Records from a data source
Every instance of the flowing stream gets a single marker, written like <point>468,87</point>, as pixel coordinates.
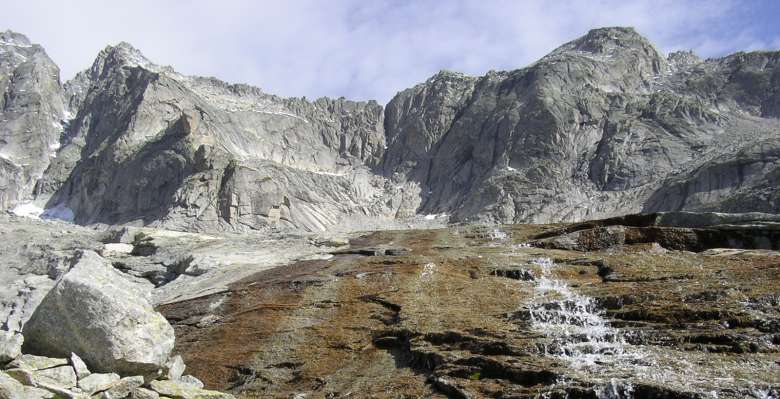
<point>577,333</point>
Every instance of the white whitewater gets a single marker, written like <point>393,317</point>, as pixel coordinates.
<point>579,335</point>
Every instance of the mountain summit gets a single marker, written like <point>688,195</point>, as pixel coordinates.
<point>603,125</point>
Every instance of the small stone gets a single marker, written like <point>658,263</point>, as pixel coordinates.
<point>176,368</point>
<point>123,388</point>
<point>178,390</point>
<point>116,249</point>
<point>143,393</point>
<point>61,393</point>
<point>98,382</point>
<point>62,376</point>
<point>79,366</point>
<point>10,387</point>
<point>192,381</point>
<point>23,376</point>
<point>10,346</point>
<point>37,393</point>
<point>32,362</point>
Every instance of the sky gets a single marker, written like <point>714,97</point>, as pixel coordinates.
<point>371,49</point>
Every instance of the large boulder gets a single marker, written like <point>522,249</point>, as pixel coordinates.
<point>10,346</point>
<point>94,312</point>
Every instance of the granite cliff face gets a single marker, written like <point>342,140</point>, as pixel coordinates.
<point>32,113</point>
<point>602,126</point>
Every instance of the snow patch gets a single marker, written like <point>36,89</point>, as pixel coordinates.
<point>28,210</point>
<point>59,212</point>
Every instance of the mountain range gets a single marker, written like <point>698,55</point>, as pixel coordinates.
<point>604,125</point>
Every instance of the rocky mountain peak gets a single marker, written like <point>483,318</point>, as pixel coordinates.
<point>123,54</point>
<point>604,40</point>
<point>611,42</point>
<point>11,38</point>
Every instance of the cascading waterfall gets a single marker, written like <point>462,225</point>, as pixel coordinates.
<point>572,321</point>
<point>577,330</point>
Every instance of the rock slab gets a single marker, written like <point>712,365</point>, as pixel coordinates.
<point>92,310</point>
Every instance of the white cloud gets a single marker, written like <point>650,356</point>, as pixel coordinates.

What the exercise asks
Once the pictures are set aside, give every line above again without alteration.

Solution below
Every instance of the flowing stream gets a single marker, written like <point>468,87</point>, as pixel coordinates.
<point>577,333</point>
Every instance of the white whitewater gets a single marker, written like <point>393,317</point>, as pixel coordinates.
<point>579,335</point>
Every instance of the mountain summit gets a single marker, written like <point>688,195</point>, as pixel coordinates.
<point>603,125</point>
Every instance of the small stone gets a single marker, written like <point>658,263</point>, as pixel coordinates.
<point>176,368</point>
<point>123,388</point>
<point>178,390</point>
<point>116,249</point>
<point>143,393</point>
<point>61,393</point>
<point>98,382</point>
<point>62,376</point>
<point>79,366</point>
<point>10,387</point>
<point>192,381</point>
<point>23,376</point>
<point>10,346</point>
<point>37,393</point>
<point>32,362</point>
Every instance of the sky gets a single marker, written like <point>714,97</point>, as pixel coordinates.
<point>371,49</point>
Every instance of the large boulder gets a single marker, written like <point>522,249</point>, as pixel coordinates.
<point>10,346</point>
<point>94,312</point>
Every instance of the granite cliff face gets a single marker, written like <point>342,140</point>, as pixel coordinates.
<point>32,113</point>
<point>602,126</point>
Every instance of the snow patch gets a single marker, written like <point>36,89</point>, as pixel coordinates.
<point>28,210</point>
<point>59,212</point>
Every instance of the mountain range gets a single marker, written like <point>698,55</point>, as pixel coordinates.
<point>604,125</point>
Every instance of the rocky mountain peak gets a single marker, written like <point>483,318</point>, as pixel coordinates.
<point>123,54</point>
<point>604,40</point>
<point>611,42</point>
<point>11,38</point>
Every instance of the cascading waterfall gets a single marker, written like <point>462,225</point>, as pixel coordinates.
<point>572,321</point>
<point>577,330</point>
Every instance of the rock slab gets a single marker, written like <point>712,365</point>, as pixel coordinates.
<point>92,310</point>
Every instance of the white cloud gets a single marker, written like <point>650,356</point>, as pixel coordinates.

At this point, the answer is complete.